• [WORK TO DO] Retype the passage below on the parachain inclusion pipeline word for word, from "parachain-inclusion-pipeline" up to and including "and can still fail to be included in the Relay Chain.".

• [SELECTED EXTRACT]
[Begin]

In the Inclusion Pipeline, a parablock is made available (or unavailable), while in the Approval Process a parablock is checked if it is valid or not.

Inclusion Pipeline​

Overview​

The inclusion pipeline is the path of a parachain block (or parablock) from its creation to its inclusion into the non-finalized Relay Chain (i.e. in a fork of the Relay Chain).

parachain-inclusion-pipeline

The figure above shows the path of a candidate block through the Inclusion pipeline. The block changes its status through this path as follows:

  • Candidate: A block with its PoV is put forward by a collator to a para-validator (in this case V1). The candidate block is shown as a white square with one white tick mark at the side (PoV from the collator). Note the candidate is not valid yet and can still fail to be included in the Relay Chain.
  • Seconded: The block is put forward by the para-validator V1 to other para-validators (in this case V2 and V3). The seconded block is shown as a white square with a white tick mark and a yellow tick mark on top of it. The yellow mark show the PoV from para-validator V1.
  • Backable: The block validity is attested by a majority of the para-validators. The backable block is shown as white square with a white tick mark and three yellow tick marks on top of it. The yellow marks show the PoV from the para-validators, while the white mark the PoV from the collator.
  • Backed: The block is backed and noted in a fork on the Relay Chain by a relay chain block author (in this case V4). The backed block is shown as a square with white background and yellow border enclosing a "B". The backed block can still fail to be included in the Relay Chain. Note that for simplicity here the backed parachain block is represented within the Relay Chain block, but in reality a relay chain block does not contain the parablocks themselves (more about this later).
  • Pending availability: The block is backed but not considered available yet.
  • Included: The block is backed and considered available (we have a parablock). Included parablocks are shown as square with white background and yellow border enclosing an "I".

[End]

• [ITEMS]
[Begin]

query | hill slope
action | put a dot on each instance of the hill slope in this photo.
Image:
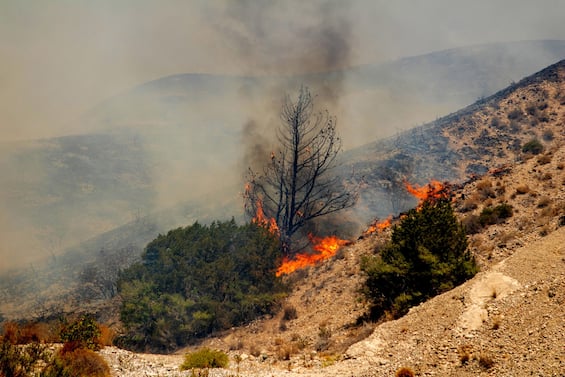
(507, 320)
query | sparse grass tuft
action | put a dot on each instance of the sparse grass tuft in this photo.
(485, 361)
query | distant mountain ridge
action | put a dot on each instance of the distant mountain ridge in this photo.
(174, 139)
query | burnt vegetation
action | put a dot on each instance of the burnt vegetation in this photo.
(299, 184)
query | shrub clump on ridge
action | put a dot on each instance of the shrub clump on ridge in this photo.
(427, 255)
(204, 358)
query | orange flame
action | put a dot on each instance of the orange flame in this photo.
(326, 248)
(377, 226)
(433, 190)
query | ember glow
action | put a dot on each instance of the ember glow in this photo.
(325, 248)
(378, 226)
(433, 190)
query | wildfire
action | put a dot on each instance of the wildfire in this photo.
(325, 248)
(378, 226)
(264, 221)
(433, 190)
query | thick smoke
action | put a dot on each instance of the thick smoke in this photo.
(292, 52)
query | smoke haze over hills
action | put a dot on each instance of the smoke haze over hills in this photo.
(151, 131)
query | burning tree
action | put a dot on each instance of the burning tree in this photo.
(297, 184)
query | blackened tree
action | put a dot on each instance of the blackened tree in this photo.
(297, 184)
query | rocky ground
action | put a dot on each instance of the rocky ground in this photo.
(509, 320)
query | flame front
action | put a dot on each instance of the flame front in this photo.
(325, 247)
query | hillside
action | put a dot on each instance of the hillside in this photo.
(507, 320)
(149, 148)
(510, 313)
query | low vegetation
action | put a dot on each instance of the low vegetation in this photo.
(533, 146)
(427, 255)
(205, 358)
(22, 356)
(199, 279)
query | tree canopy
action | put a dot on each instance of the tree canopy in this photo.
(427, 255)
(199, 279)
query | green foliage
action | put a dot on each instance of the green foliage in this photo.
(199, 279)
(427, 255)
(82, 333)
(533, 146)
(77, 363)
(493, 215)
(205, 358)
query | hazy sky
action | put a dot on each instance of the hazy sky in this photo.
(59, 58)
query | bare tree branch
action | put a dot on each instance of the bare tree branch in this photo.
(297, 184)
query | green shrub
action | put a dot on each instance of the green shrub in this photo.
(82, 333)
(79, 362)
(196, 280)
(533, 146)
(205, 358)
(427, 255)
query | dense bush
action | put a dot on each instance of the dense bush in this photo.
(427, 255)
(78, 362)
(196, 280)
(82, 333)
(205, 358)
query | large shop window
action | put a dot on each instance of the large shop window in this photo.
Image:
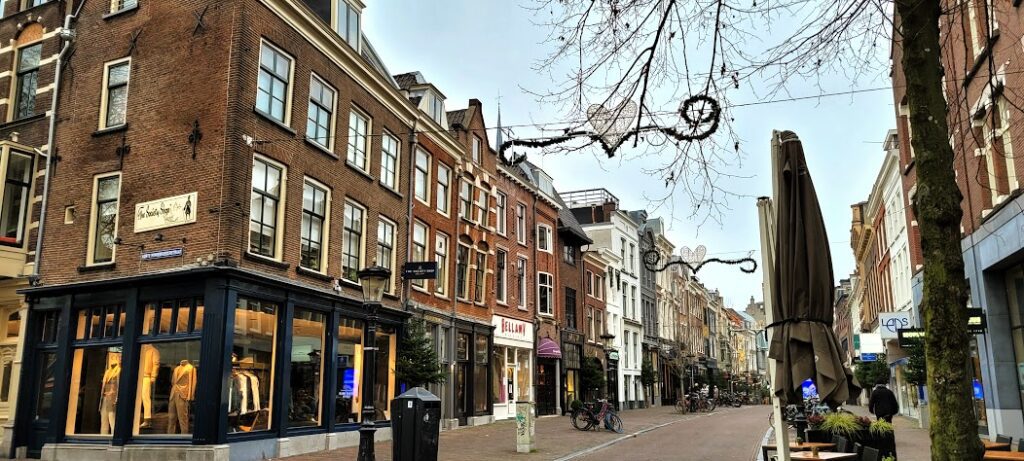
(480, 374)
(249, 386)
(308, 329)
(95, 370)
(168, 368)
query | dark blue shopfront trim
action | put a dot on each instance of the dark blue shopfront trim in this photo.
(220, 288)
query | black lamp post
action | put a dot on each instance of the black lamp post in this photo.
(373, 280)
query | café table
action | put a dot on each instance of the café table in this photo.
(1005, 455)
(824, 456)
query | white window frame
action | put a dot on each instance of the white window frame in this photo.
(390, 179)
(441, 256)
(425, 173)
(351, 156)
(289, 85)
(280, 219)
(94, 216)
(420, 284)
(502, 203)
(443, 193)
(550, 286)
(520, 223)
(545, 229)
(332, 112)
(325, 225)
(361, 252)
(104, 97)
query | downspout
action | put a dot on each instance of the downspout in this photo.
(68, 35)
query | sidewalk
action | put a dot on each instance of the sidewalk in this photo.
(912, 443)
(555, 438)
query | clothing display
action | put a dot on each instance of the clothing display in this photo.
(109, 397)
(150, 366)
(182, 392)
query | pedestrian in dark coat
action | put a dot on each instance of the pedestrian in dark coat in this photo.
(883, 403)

[End]
[Begin]

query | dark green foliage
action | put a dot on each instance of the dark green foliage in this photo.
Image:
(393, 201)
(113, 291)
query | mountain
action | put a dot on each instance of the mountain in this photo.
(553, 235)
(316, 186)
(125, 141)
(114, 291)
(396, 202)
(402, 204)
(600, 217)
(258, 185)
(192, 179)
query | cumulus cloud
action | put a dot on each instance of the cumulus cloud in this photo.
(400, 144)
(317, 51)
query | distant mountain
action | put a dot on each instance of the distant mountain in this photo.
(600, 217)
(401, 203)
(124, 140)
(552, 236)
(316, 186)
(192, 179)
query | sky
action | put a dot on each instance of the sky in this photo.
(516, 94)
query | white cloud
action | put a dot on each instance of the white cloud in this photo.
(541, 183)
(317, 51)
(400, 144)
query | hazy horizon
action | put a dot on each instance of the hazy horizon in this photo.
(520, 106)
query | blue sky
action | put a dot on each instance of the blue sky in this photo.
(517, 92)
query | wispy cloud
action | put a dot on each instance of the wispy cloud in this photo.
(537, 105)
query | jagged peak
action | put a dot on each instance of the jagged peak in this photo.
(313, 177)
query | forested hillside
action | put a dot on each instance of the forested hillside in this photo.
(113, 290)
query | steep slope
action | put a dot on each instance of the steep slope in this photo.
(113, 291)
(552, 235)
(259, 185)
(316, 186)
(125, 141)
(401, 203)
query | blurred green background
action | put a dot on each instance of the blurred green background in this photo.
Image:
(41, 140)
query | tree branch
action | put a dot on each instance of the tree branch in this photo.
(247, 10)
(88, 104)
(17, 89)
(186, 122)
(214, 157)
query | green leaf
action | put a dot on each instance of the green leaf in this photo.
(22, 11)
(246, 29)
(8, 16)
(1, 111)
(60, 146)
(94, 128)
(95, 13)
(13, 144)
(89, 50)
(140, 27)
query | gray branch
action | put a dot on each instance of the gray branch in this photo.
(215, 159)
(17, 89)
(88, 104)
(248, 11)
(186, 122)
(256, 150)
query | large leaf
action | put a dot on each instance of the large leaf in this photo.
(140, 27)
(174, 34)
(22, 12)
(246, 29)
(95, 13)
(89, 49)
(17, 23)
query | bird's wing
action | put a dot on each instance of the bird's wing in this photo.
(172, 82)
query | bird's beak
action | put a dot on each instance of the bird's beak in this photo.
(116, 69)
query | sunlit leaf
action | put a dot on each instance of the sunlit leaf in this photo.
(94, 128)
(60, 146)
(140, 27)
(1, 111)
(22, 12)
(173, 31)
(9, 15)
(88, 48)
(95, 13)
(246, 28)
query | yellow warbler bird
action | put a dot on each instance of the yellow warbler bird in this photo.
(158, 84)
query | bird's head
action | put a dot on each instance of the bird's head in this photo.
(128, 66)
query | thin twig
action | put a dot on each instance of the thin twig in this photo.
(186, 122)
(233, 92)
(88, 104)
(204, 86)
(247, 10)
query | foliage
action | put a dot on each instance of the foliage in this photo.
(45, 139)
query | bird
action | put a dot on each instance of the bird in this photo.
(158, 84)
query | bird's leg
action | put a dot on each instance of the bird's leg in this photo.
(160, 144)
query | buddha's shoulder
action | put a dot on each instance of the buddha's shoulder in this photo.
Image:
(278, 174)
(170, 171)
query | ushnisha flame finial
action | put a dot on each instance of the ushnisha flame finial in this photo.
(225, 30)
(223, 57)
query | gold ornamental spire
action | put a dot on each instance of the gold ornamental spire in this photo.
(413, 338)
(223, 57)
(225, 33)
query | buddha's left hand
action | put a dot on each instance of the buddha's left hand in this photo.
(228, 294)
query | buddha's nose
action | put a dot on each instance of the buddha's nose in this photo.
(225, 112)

[End]
[Begin]

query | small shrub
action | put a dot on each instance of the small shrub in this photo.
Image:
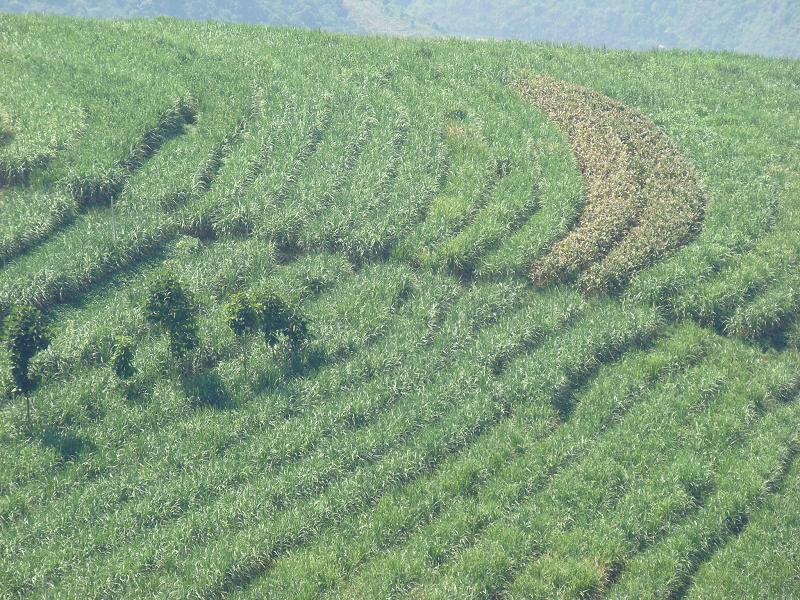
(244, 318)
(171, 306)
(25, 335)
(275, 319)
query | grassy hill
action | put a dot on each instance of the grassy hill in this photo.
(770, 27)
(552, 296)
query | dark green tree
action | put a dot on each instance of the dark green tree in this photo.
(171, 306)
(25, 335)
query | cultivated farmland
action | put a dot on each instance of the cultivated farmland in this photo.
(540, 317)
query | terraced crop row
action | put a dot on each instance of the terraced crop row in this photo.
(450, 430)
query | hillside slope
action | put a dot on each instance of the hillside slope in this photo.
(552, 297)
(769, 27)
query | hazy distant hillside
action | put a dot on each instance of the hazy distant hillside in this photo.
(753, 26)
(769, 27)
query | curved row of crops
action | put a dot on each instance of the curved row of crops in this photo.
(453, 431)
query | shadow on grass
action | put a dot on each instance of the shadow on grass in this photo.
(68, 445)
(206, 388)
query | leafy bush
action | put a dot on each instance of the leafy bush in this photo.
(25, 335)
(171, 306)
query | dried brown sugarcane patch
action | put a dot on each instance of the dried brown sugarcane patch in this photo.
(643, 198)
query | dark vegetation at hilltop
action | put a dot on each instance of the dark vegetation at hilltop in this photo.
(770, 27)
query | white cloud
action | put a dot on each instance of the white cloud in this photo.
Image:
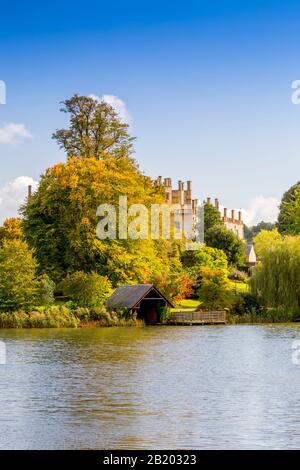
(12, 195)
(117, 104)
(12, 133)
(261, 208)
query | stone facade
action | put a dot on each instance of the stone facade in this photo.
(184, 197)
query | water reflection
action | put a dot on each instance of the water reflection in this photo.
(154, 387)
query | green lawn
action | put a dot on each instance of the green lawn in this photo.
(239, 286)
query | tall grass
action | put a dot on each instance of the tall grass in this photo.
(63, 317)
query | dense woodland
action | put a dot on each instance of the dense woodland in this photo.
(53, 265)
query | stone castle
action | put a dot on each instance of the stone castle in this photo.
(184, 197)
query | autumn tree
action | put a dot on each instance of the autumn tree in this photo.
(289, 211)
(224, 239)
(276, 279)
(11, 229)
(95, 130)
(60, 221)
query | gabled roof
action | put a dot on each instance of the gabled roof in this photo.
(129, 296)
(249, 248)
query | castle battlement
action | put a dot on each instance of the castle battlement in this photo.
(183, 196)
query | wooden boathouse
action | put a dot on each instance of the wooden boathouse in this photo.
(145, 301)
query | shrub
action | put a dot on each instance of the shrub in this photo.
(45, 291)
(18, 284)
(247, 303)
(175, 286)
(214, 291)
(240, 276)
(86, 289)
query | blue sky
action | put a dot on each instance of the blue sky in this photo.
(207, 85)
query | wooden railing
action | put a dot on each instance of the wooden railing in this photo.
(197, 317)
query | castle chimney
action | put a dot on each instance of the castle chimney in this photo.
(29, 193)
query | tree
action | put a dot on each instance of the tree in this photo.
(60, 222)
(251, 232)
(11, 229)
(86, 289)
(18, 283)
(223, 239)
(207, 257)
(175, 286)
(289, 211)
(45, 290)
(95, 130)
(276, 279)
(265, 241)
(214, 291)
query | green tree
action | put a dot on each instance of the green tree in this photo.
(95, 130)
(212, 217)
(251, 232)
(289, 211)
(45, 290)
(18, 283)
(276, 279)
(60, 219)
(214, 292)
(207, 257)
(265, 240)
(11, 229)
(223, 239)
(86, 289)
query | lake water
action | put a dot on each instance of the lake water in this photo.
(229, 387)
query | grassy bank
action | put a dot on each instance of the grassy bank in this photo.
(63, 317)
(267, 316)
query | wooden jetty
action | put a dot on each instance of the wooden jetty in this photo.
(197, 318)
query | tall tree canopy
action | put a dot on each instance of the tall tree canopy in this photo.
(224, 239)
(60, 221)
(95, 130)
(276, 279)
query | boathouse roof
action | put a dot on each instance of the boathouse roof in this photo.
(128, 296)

[End]

• [RESPONSE FOR THIS EXERCISE]
parachain-inclusion-pipeline

The figure above shows the path of a candidate block through the Inclusion pipeline. The block changes its status through this path as follows:

  • Candidate: A block with its PoV is put forward by a collator to a para-validator (in this case V1). The candidate block is shown as a white square with one white tick mark at the side (PoV from the collator). Note the candidate is not valid yet and can still fail to be included in the Relay Chain.